So yesterday, we took Oreo (the cat) to the vet. Her eye looked infected. In fact, Andrew woke me from a sound sleep the other night by yelling:
There’s something wrong with Oreo’s eye!
Except, what I heard was:
Somehow Oreo died!
I charged down the hall, wide awake, heart pounding, only to find the cat, just fine, on his bed.
Miss B wanted to come along to the vet since she’s thinking about being a animal doctor. Actually, she has a very detailed career plan. It goes something like this:
- For two years, rescue injured seals, nurse them back to health, and release them back into the ocean. (She must have seen something on the Discovery channel about this, it’s so precise.)
- For two years, work at the Animal Humane Society. (Why two years for both? I don’t know.)
- Then, she’ll work as a veterinarian, taking care of all kinds of animals.
== == ==
- Work request A
Decide whether each statement agrees with the post about Oreo's trip to the vet. Answer yes or no for each, and quote the words of the post that decide it.
(i) Andrew woke the writer in the night by shouting about Oreo's eye.
(ii) Miss B's plan includes working at the Animal Humane Society for three years.
(iii) The writer first heard Andrew's shout as "Somehow Oreo died!"
- Work request B
Write the next part of the post about Oreo's trip to the vet, picking up after its last sentence.

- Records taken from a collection
== == ==
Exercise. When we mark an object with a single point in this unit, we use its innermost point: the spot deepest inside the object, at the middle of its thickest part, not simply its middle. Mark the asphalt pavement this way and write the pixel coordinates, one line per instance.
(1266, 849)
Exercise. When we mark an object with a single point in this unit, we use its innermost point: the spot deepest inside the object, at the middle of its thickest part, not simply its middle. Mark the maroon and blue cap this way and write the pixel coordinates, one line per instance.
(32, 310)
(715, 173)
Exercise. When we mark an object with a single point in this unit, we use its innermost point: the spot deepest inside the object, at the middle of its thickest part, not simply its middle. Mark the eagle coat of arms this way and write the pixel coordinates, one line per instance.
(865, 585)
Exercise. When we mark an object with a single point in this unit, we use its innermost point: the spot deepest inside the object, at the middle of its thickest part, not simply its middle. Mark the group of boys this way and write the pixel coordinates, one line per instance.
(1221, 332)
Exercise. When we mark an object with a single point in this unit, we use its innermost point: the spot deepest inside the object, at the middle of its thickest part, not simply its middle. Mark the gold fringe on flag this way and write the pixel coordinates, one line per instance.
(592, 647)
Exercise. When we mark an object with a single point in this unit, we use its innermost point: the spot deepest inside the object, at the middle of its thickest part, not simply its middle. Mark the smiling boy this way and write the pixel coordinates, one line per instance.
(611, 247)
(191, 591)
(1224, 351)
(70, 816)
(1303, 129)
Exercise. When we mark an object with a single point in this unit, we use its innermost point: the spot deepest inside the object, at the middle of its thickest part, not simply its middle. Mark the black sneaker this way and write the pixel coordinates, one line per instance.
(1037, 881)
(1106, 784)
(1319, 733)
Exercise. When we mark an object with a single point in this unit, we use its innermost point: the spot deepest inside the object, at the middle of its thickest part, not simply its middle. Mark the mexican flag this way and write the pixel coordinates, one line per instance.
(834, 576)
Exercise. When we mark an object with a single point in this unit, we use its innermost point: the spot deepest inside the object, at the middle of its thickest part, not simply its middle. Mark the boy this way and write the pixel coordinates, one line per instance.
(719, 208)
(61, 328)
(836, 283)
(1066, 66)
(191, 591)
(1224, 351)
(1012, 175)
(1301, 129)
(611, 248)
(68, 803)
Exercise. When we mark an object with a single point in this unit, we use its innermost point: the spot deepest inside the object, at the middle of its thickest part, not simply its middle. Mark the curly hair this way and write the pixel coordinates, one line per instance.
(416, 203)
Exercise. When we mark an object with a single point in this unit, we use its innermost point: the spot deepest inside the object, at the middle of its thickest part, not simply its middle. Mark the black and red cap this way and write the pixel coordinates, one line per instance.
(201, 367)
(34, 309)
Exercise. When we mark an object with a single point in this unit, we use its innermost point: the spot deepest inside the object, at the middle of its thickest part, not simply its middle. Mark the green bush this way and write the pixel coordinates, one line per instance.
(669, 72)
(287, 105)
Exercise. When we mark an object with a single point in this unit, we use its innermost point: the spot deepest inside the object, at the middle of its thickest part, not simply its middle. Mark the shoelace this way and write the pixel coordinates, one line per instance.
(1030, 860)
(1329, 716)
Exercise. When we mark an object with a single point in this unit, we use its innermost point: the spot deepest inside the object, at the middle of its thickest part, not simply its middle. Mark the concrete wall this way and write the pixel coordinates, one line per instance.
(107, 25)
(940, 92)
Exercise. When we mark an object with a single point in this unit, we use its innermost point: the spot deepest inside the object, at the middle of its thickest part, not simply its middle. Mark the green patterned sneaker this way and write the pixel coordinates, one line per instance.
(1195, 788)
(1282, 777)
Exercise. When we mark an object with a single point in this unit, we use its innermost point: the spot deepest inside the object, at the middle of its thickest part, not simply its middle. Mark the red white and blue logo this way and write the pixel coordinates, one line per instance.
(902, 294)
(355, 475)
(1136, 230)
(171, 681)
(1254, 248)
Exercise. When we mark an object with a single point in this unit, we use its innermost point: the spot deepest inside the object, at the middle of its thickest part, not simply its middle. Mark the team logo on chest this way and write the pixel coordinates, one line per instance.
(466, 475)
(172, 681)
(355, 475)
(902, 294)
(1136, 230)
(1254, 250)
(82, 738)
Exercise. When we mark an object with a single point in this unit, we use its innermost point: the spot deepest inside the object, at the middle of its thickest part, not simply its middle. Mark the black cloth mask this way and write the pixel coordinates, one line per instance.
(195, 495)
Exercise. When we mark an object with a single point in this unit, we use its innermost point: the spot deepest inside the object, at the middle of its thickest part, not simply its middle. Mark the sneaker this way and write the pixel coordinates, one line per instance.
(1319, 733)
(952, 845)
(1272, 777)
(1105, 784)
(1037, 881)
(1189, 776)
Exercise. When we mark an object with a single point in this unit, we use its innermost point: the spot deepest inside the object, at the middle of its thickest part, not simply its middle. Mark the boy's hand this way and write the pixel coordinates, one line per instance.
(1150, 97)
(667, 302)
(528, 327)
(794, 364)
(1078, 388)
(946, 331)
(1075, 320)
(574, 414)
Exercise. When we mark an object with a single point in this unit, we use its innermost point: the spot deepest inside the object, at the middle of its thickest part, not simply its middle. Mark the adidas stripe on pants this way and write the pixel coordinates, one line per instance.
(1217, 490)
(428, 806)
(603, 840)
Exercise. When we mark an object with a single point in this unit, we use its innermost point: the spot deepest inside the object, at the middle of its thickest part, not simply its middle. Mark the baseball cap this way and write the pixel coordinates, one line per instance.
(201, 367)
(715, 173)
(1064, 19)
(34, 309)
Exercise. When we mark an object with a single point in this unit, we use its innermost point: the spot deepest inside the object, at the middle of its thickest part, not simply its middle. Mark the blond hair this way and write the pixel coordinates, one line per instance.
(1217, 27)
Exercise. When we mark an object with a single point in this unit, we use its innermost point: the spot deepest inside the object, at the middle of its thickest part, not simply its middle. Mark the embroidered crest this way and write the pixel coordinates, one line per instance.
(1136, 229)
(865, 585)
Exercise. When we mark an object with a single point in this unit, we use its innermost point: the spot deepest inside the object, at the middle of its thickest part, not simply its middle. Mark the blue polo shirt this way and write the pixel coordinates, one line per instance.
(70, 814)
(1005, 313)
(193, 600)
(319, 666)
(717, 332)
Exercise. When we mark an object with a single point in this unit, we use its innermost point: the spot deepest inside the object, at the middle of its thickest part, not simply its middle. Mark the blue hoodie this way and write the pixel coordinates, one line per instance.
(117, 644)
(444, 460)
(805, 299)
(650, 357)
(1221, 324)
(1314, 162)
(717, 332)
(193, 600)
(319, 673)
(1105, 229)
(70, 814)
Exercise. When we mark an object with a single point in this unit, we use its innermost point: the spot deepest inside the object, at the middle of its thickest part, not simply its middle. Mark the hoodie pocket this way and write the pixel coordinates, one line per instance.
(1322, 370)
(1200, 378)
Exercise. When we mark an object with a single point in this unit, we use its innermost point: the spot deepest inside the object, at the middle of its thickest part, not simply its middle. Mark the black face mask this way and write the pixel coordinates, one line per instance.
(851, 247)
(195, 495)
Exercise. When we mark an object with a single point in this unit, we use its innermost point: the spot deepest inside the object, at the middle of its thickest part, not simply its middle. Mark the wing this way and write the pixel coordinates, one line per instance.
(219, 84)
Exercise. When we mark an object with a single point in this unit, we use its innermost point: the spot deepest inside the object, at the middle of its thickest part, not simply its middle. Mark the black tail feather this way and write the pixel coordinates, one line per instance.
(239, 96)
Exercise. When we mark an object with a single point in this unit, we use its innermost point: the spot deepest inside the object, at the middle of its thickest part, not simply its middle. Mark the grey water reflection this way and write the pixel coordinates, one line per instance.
== == ==
- Exercise result A
(i) Yes: "Andrew woke me from a sound sleep the other night by yelling: There’s something wrong with Oreo’s eye!"
(ii) No: "For two years, work at the Animal Humane Society."
(iii) Yes: "Except, what I heard was: Somehow Oreo died!"

- Exercise result B
So, I was pleased that the vet tech and the vet herself were women. Plus, a high school girl was there doing job shadowing for a school project.
The vet put stain in kitty’s eye then viewed it with a black light to check for torn cornea. Actually, we all got to view kitty’s freaky glowing eye. A good time was had by all except kitty. Turns out it’s just an infection that we can treat with ointment.
Which, in theory, sounds simple. Have you ever put ointment in a cat’s eye? Sure, they make it look easy at the vet. This morning, it took me and Andrew to do it. And of course, kitty immediately proceeded to wipe it out of her eye.
Tonight, I’m getting the aspiring vet to help me.